__Excerpted text__:
What Is a Solar Collector? Why Is It Important? Overview and Types

Solar collectors are devices that collect the Sun's radiation and use it to generate heat, either for cooking food, heating water, or generating electricity. Solar collectors are not new—they have been used since the 18^th century as solar ovens and since the 19^th century to generate steam and electricity.

Types of Solar Collectors

A solar collector can cost billions of dollars to bring electricity to entire cities or less than $100 to bring with you on a camping trip. But the physics behind the technology is more or less the same.

Solar Ovens

Before the advent of photovoltaic (PV) cells to convert the Sun's light energy (photons) directly into electricity (volts), solar collectors were absorbing heat to cook food. In 1767, the Genevan naturalist and physicist Horace de Saussure created a solar oven that raised temperatures up to 230 degrees F (110 degrees C). Solar ovens are still used around the world today as a practical way to cook food without electricity or combustion.

__Extracted material__:
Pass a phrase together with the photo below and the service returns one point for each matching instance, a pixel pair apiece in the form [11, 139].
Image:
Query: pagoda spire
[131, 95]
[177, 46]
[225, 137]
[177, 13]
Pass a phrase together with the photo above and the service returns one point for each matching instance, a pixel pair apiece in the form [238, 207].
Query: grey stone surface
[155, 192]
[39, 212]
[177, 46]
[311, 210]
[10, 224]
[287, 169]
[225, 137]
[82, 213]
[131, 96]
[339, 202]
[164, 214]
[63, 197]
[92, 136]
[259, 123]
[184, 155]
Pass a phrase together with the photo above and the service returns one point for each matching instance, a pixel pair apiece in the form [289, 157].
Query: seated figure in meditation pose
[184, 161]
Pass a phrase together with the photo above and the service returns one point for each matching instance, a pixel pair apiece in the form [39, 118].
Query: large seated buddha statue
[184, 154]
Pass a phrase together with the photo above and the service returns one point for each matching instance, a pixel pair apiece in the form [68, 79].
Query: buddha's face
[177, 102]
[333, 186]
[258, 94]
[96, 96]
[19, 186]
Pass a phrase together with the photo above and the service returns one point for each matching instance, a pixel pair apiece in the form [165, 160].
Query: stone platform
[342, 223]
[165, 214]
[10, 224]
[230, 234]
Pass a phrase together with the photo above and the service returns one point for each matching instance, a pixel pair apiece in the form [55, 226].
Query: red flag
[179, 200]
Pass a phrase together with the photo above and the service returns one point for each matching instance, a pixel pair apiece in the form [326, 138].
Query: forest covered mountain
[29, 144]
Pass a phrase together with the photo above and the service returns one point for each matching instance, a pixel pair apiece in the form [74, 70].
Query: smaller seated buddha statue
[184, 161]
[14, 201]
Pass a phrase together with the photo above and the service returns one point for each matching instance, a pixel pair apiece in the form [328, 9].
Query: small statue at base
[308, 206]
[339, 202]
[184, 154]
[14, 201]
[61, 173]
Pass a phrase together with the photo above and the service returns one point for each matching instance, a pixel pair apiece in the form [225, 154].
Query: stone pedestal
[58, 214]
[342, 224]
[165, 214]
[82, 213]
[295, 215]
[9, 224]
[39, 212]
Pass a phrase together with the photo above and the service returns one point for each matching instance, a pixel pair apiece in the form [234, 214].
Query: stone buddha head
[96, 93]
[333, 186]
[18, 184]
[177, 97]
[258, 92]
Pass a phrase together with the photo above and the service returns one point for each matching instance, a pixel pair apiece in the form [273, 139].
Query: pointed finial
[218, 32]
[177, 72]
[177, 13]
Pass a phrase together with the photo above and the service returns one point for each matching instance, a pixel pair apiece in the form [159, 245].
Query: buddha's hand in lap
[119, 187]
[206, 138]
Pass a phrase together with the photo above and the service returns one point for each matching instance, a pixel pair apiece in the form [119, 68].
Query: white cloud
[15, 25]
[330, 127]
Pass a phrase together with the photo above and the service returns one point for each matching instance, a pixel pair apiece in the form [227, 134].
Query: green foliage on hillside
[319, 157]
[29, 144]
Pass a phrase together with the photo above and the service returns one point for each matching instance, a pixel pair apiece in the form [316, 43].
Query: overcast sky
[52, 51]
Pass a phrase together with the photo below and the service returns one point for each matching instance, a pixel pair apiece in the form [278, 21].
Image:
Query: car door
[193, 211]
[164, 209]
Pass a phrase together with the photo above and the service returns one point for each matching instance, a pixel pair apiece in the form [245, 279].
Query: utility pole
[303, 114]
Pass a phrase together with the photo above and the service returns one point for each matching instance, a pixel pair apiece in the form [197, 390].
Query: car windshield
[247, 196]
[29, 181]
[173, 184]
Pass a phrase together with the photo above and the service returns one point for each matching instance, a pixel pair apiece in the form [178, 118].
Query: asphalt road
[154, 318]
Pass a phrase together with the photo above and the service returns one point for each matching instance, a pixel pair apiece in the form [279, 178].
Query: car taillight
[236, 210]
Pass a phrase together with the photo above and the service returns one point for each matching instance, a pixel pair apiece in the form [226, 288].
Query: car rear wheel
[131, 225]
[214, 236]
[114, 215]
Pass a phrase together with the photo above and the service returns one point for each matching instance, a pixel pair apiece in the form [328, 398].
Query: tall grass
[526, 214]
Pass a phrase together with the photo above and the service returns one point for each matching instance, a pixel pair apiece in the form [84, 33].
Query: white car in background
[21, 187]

__Assigned task__: Reproduce the solar collector overview above in full, word for word.

__The completed task__:
What Is a Solar Collector? Why Is It Important? Overview and Types

Solar collectors are devices that collect the Sun's radiation and use it to generate heat, either for cooking food, heating water, or generating electricity. Solar collectors are not new—they have been used since the 18^th century as solar ovens and since the 19^th century to generate steam and electricity.

Types of Solar Collectors

A solar collector can cost billions of dollars to bring electricity to entire cities or less than $100 to bring with you on a camping trip. But the physics behind the technology is more or less the same.

Solar Ovens

Before the advent of photovoltaic (PV) cells to convert the Sun's light energy (photons) directly into electricity (volts), solar collectors were absorbing heat to cook food. In 1767, the Genevan naturalist and physicist Horace de Saussure created a solar oven that raised temperatures up to 230 degrees F (110 degrees C). Solar ovens are still used around the world today as a practical way to cook food without electricity or combustion.